Texte fourni.
┄┄┄┄┄┄┄┄┄┄┄┄┄┄┄┄┄┄┄┄

Les vices d’une telle politique éclatèrent en 1779 : tandis que les ministres français, après de longues hésitations, se décidaient à soutenir les Américains sans arrière-pensée, le ministre espagnol, Florida Blanca, flottait encore entre des résolutions contraires : d’une part abaisser l’Angleterre, lui reprendre Gibraltar et Majorque; de l’autre étouffer ou contenir une insurrection dont il comprenait toute la portée. Ce n’était point assez que les intérêts de l’Espagne fussent douteux : il fallait encore satisfaire au pacte de famille, qui liait les deux branches de la maison de Bourbon; il fallait surtout que le ministre contentât sa propre ambition et choisît le rôle le plus fastueux, sinon le plus utile à son pays. Il essaya d’abord de se porter médiateur, soit entre les colonies et la métropole, soit entre l’Angleterre et la France; mais il manquait à cet arbitre la confiance ou le respect des parties en cause. Il offrit alors son alliance aux deux ennemis simultanément, et s’arrêta au dessein chimérique d’abaisser à la fois l’Angleterre et les colonies. Parmi toutes ces vaines finesses, qui sentaient l’ancien procureur n’ayant su se tracer aucune ligne de conduite, il s’abandonna à la routine du pacte de famille et subit l’ascendant de la France. Ce rôle effacé le servit mieux que n’avait fait l’intrigue. A la faveur d’une alliance dont il ne se soucia jamais d’exécuter les charges, sans avoir prêté aucun concours efficace aux belligérants, il put tirer de l’Angleterre la restitution de la Floride et des Baléares. Le premier de ces avantages n’était qu’un leurre et compensait mal l’échec des armes espagnoles au pied du rocher de Gibraltar; c’était une folle politique qui aspirait à rétablir la domination de l’Espagne sur tout le golfe du Mexique. Jamais la disproportion entre les moyens et le but n’a été si choquante : une puissance qui n’était pas maîtresse chez elle prétendait enchaîner à sa destinée celle de vastes territoires, et dominer, à l’aide d’un souvenir, des mers déjà sillonnées par tout le commerce de l’Occident.

┄┄┄┄┄┄┄┄┄┄┄┄┄┄┄┄┄┄┄┄

Données.
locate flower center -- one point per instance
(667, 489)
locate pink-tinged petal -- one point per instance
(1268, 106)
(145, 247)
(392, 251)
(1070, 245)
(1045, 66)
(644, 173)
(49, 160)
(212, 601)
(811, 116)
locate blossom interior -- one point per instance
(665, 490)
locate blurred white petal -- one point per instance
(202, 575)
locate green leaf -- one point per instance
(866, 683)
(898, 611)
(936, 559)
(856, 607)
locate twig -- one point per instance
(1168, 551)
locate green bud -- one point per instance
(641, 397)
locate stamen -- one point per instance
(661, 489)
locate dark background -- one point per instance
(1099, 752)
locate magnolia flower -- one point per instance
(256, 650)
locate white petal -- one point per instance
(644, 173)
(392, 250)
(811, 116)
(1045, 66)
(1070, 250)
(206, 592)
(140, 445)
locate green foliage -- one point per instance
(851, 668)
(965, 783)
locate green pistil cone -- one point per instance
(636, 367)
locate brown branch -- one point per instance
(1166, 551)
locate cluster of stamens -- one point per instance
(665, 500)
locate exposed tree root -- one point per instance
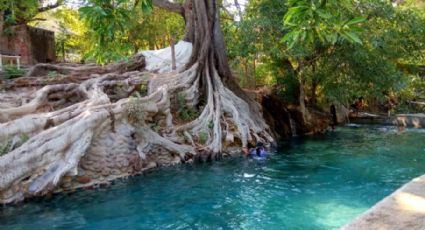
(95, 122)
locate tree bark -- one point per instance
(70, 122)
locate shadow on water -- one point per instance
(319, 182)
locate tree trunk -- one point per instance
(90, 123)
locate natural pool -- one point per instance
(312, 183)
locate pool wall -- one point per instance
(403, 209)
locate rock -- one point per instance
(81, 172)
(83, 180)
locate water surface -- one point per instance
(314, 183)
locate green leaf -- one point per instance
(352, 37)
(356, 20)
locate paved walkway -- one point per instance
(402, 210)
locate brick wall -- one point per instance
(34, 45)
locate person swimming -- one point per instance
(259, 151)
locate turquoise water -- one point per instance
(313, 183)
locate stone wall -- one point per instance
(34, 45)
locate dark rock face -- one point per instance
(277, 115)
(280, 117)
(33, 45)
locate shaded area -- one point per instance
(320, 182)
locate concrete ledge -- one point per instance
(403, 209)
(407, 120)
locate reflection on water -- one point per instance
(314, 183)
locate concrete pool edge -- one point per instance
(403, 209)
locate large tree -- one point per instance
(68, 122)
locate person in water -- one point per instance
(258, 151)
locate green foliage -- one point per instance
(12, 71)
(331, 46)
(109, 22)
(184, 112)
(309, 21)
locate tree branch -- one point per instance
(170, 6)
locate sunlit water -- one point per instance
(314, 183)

┄┄┄┄┄┄┄┄┄┄┄┄┄┄┄┄┄┄┄┄

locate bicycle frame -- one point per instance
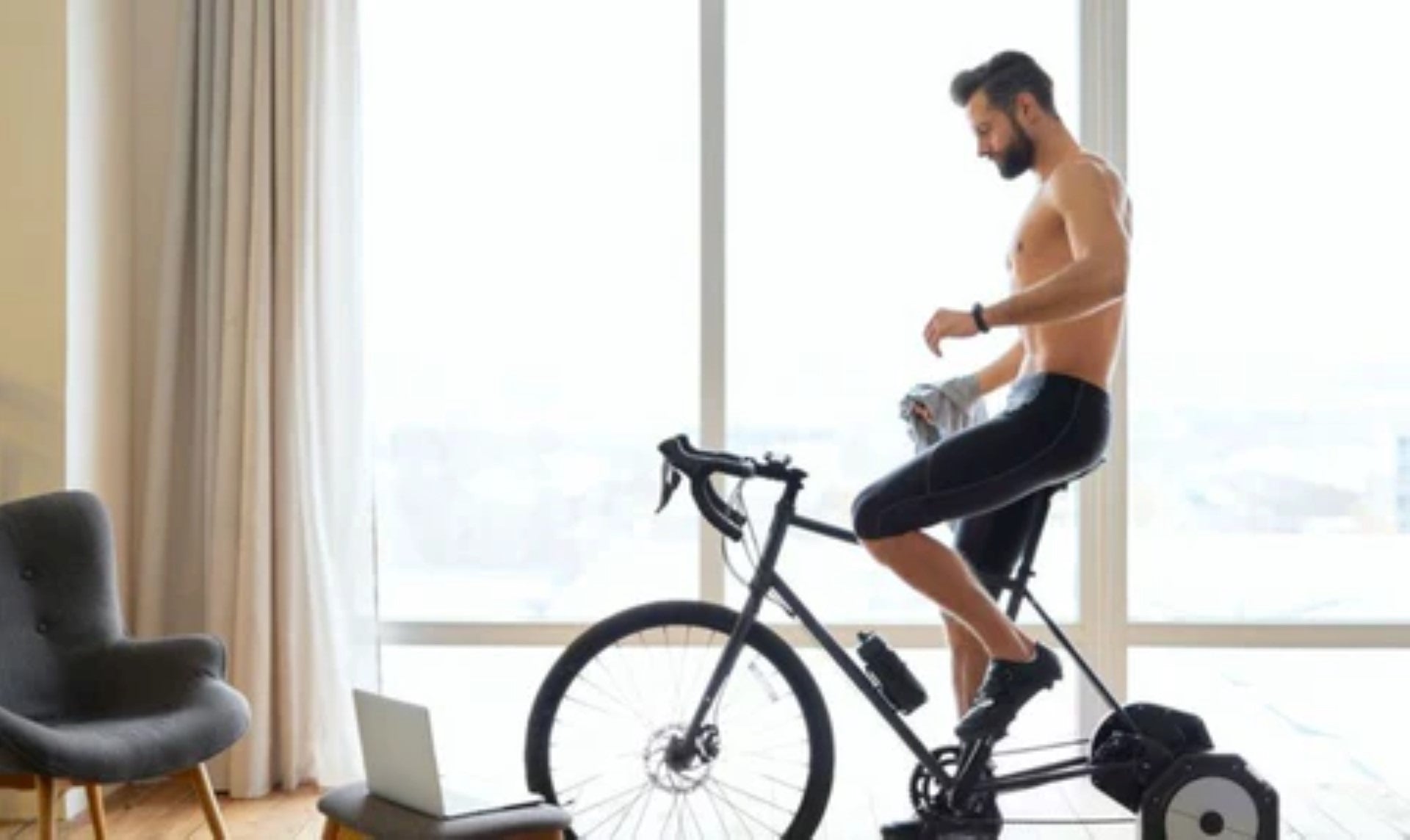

┄┄┄┄┄┄┄┄┄┄┄┄┄┄┄┄┄┄┄┄

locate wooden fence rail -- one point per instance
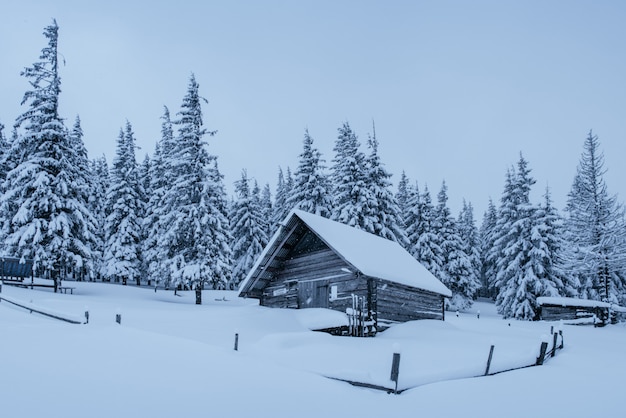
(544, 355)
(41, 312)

┄┄┄┄┄┄┄┄┄┄┄┄┄┄┄┄┄┄┄┄

Consignes.
#1 D'après le texte sur la politique espagnole en 1779, qu'est-ce que le ministre espagnol parvint à obtenir de l'Angleterre ?
#2 Rédigez la suite du texte sur la politique espagnole en 1779, en partant de sa dernière phrase.
Les enregistrements ne servent pas ici.

Corrigé de l'exercice.
#1 La restitution de la Floride et des Baléares.

#2
Contraire aux vrais intérêts de l’Espagne, le pacte de famille fut un embarras pour la France. L’adhésion du roi d’Espagne se fit attendre et on laissa passer l’occasion favorable pour entrer en campagne. On fit contre les côtes d’Angleterre une espèce d’armada qui échoua misérablement. Les amiraux ne s’entendaient pas et le temps se consumait en récriminations. La guerre se poursuit pendant trois ans sur toutes les mers, en Amérique, dans l’Inde, et l’Espagne n’appuie son allié que par de vaines démonstrations, ou bien elle le compromet par une arrogance intempestive, comme dans l’affaire des vaisseaux russes. A la paix, elle se plaindra et se dira sacrifiée, si on ne lui rend encore Gibraltar, qu’elle n’a su prendre. A quoi donc a servi le fameux pacte de famille? Ne montre-t-il pas la vanité des alliances personnelles entre souverains? La France ressemble à une corvette, remorquant le lourd galion d’Espagne et toujours gênée dans ses évolutions par un compagnon avide, soupçonneux, impuissant. Ce qui fait les alliances solides, ce n’est ni le mariage des princes, ni le voisinage des peuples, ni même la conformité des races, ce sont des intérêts communs; c’est encore, s’il s’agit d’une guerre de principes, quelque ressemblance dans les mœurs politiques des alliés. Enfin, devant cette Espagne vacillante, cette France un moment ranimée, malgré les vices de sa constitution et cette Angleterre abattue, malgré la force de la sienne, osera-t-on tirer une conclusion nouvelle, inouïe, invraisemblable, à savoir que toute politique extérieure doit avoir son point d’appui dans l’opinion? La Grande-Bretagne ne succomba-t-elle pas devant le sentiment public avant de céder aux armes des alliés? Le gouvernement de la France ne dut-il pas à une conduite toute opposée une dernière lueur de popularité? Mais ceci touche au paradoxe dans notre heureux hémisphère, où le bonheur, l’activité, les sentimens, la vie de plusieurs millions d’hommes, sont encore à la merci de deux ou trois fortes têtes.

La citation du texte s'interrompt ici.